--- begin INFORMATION SUPPLIED ---

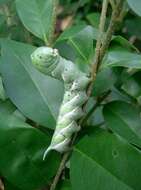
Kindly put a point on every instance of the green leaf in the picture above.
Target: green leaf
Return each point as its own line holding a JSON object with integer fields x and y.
{"x": 37, "y": 16}
{"x": 135, "y": 5}
{"x": 132, "y": 86}
{"x": 81, "y": 39}
{"x": 124, "y": 119}
{"x": 22, "y": 148}
{"x": 65, "y": 185}
{"x": 105, "y": 80}
{"x": 2, "y": 90}
{"x": 104, "y": 161}
{"x": 121, "y": 58}
{"x": 37, "y": 96}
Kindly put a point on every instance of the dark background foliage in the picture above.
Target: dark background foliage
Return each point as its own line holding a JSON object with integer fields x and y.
{"x": 107, "y": 153}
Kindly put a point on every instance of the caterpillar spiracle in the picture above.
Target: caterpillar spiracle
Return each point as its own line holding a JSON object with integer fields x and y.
{"x": 49, "y": 62}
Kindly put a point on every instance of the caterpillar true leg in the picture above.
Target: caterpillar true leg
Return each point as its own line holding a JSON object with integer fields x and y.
{"x": 49, "y": 62}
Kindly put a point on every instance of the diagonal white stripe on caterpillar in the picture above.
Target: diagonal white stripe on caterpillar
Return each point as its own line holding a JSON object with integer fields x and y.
{"x": 49, "y": 62}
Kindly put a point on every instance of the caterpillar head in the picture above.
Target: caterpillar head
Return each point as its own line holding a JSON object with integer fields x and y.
{"x": 45, "y": 59}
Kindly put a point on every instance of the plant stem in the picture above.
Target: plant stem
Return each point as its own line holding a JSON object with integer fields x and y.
{"x": 114, "y": 21}
{"x": 98, "y": 44}
{"x": 100, "y": 50}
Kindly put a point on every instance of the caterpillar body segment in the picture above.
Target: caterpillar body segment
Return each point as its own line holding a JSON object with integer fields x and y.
{"x": 49, "y": 62}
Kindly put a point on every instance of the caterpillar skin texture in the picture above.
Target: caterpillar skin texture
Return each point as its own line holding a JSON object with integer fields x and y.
{"x": 49, "y": 62}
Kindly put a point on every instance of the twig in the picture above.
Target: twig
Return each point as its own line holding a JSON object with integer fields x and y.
{"x": 114, "y": 21}
{"x": 99, "y": 54}
{"x": 66, "y": 155}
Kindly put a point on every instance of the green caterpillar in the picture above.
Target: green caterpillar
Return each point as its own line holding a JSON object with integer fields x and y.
{"x": 49, "y": 62}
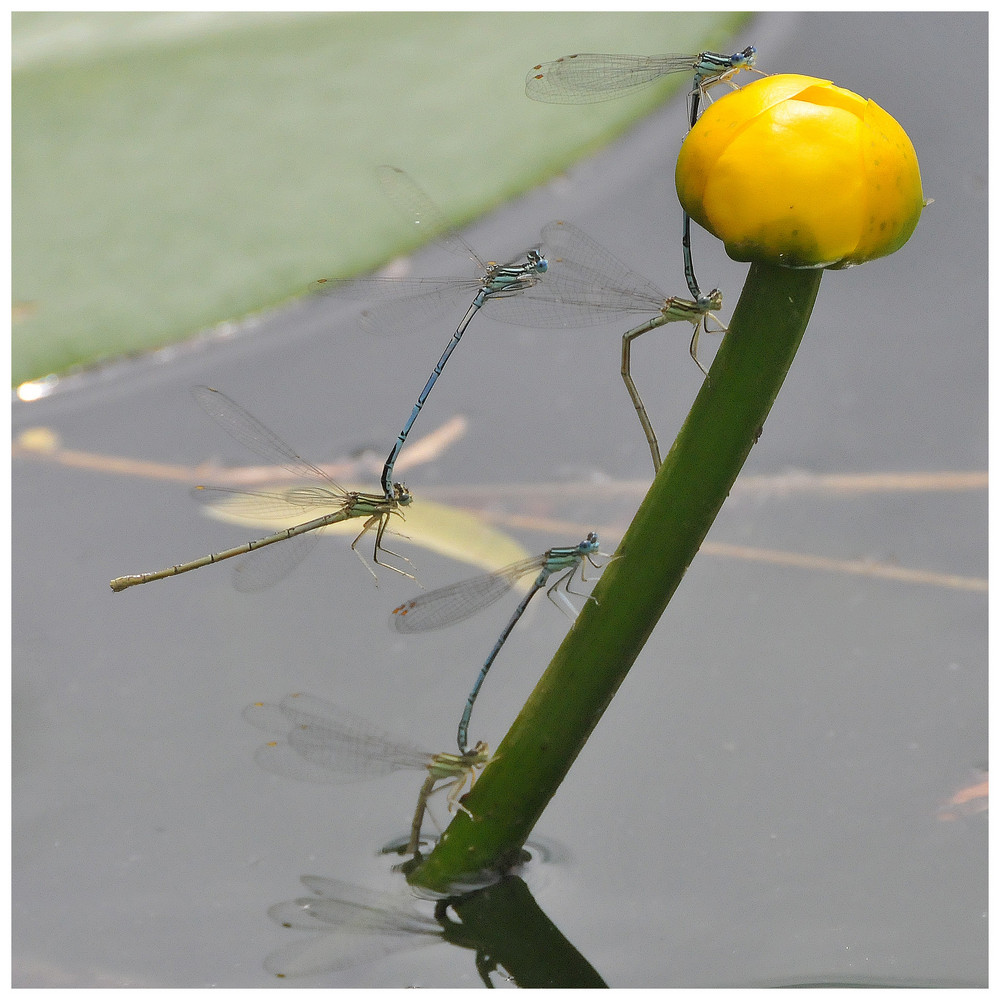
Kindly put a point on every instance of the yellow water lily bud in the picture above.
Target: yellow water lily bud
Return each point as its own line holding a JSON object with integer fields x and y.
{"x": 796, "y": 171}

--- end INFORMATION SUPPLIED ---

= WHAT THIS TASK INVOLVES =
Copy every line of the items above word for word, leaving out the pictures.

= RESPONSE =
Kindly put a point on every instance of the green leaf in the picture above.
Target: green leaf
Return each point as its own line holding a JSON object with integer fields x and y.
{"x": 37, "y": 16}
{"x": 135, "y": 5}
{"x": 132, "y": 86}
{"x": 81, "y": 39}
{"x": 124, "y": 119}
{"x": 22, "y": 148}
{"x": 65, "y": 185}
{"x": 105, "y": 80}
{"x": 2, "y": 90}
{"x": 104, "y": 161}
{"x": 121, "y": 58}
{"x": 37, "y": 96}
Kindly put a point on every instance of the dark background foliage in the picture above.
Target: dark background foliage
Return each point as its own line holding a JSON object with integer fields x and y.
{"x": 107, "y": 153}
Kindly put a point on every instance of the caterpillar spiracle in the picture above.
Target: caterpillar spiracle
Return each point as its own line holding a JSON object with integer fields x and y.
{"x": 49, "y": 62}
Kindly put a point on every instance of the caterpillar true leg in the picture above.
Target: caterpillar true leg
Return each point as its own line holding a JSON object with integer fields x and y.
{"x": 49, "y": 62}
Kindly put a point on every instance of the diagonal white stripe on caterpillar in the picture above.
Target: diagonal white stripe on caterpillar
Return each point as its own line holding a JSON object with integer fields x and y.
{"x": 49, "y": 62}
Kindly put a point on every instance of the caterpillar head in the picture above.
Target: caterpillar head
Return each point as its own line holding a JSON object with integer fields x and y.
{"x": 45, "y": 59}
Kindly put a point on every instance of the plant stem in the picture above.
Target: plant stem
Return each point as its own line holding a JSON object with integer fields x and y.
{"x": 114, "y": 21}
{"x": 98, "y": 44}
{"x": 100, "y": 50}
Kindly put a point on every instance of the caterpillar body segment in the picture above.
Target: caterpillar body segment
Return each point as its own line holding a JSON object with integer fields x and y.
{"x": 49, "y": 62}
Kindly put a point on every instance of the caterpillar skin texture in the picture above.
Target: caterpillar skin texture
Return each point as its own line holding a JSON object with integer fields x and y.
{"x": 49, "y": 62}
Kindly put a point on every instance of the twig in the picture above.
Target: twig
Return each point as its own line holding a JSON object with integer fields x and y.
{"x": 114, "y": 21}
{"x": 99, "y": 54}
{"x": 66, "y": 155}
Kindly put a point on every instance of the green caterpillar in the picture above.
Target: green caterpillar
Return each point as its own line holding a JSON object with integer fields x and y.
{"x": 49, "y": 62}
Kindly put a point on every instance of the yellow water lily bud in the picture above.
Target: yellow water lily bud
Return each point as its own line holding a JSON object with integer fields x and y.
{"x": 796, "y": 171}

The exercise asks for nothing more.